** What you have to do **
Reproduce the article on the new French ambassador and the French debt talks word for word, in full.

** Selected extract **
════════════════
Monday, Jan. 18, 1926
To Negotiate
The U. S. Ambassador to France, Mr. Myron T. Herrick, embraced the new French Ambassador to the U. S., M. Victor Henry Berenger, as the latter was about to set out from Paris for Washington last week. Mr. Herrick kissed M. Berenger first on one cheek and then on the other. At Paris this enthusiastic Latin farewell was cheered as evidence of Secretary Mellon's intention to meet M. Berenger at least half way when he should arrive at Washington and resume negotiations for the settlement of the French debt.
M. Berenger, as everyone knows, was a member of the ill-fated Caillaux debt mission (TIME, Oct. 5, 12) which set itself a rigid limit of seven days in which to beat down Secretary Mellon's terms, and departed in dudgeon when "Wizard" Caillaux was unable to do much more than exasperate everybody during that period. He took back to France, as everyone knows, only a stopgap U. S. offer to accept $40,000,000 a year for five years as a full discharge on the interest of the French debt for those years. The Painleve Cabinet, in which M. Caillaux was Finance Minister, fell (TIME, Nov. 9, Dec. 7) and the stopgap offer has not been heard of since.
════════════════
** Records supplied **

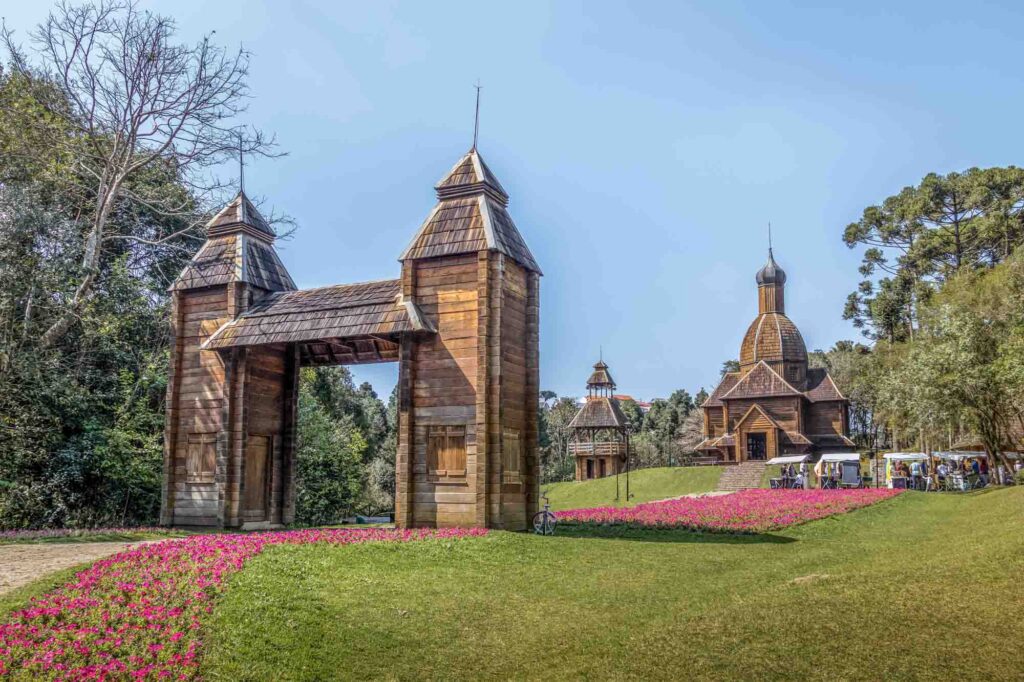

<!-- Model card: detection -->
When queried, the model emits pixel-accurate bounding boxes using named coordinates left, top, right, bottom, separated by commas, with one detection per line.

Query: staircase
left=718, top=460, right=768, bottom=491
════════════════
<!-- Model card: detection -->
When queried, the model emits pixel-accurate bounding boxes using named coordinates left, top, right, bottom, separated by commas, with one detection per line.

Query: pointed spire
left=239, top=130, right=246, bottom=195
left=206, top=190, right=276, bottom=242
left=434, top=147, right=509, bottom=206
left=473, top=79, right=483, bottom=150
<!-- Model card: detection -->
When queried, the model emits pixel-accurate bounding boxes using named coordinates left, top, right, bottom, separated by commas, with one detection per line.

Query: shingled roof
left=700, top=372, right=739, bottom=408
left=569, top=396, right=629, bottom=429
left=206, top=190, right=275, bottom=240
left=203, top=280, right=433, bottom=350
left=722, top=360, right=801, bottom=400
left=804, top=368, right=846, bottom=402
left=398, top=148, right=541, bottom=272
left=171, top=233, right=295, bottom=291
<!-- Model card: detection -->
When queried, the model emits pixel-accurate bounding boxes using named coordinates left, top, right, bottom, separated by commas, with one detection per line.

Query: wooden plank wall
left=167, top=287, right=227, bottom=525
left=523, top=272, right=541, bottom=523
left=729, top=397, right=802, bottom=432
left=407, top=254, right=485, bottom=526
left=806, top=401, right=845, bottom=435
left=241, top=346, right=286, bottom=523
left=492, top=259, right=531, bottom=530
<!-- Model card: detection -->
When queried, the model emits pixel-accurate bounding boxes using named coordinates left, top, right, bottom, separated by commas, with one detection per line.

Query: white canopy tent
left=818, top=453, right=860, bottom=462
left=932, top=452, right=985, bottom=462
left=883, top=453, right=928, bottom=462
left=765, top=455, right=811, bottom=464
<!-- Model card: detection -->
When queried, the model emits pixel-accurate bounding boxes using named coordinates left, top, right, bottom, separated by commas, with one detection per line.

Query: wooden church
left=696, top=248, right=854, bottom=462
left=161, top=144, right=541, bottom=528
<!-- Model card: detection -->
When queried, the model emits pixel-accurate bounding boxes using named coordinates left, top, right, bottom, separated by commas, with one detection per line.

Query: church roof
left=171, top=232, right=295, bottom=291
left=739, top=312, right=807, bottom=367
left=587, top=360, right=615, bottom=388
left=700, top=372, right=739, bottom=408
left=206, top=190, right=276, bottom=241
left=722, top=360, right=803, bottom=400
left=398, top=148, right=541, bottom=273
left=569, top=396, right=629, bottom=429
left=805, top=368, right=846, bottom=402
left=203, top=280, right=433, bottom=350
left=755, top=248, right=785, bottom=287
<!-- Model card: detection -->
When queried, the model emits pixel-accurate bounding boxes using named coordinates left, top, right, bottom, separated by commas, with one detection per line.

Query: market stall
════════════════
** Task output **
Monday, Jan. 18, 1926
To Negotiate
The U. S. Ambassador to France, Mr. Myron T. Herrick, embraced the new French Ambassador to the U. S., M. Victor Henry Berenger, as the latter was about to set out from Paris for Washington last week. Mr. Herrick kissed M. Berenger first on one cheek and then on the other. At Paris this enthusiastic Latin farewell was cheered as evidence of Secretary Mellon's intention to meet M. Berenger at least half way when he should arrive at Washington and resume negotiations for the settlement of the French debt.
M. Berenger, as everyone knows, was a member of the ill-fated Caillaux debt mission (TIME, Oct. 5, 12) which set itself a rigid limit of seven days in which to beat down Secretary Mellon's terms, and departed in dudgeon when "Wizard" Caillaux was unable to do much more than exasperate everybody during that period. He took back to France, as everyone knows, only a stopgap U. S. offer to accept $40,000,000 a year for five years as a full discharge on the interest of the French debt for those years. The Painleve Cabinet, in which M. Caillaux was Finance Minister, fell (TIME, Nov. 9, Dec. 7) and the stopgap offer has not been heard of since.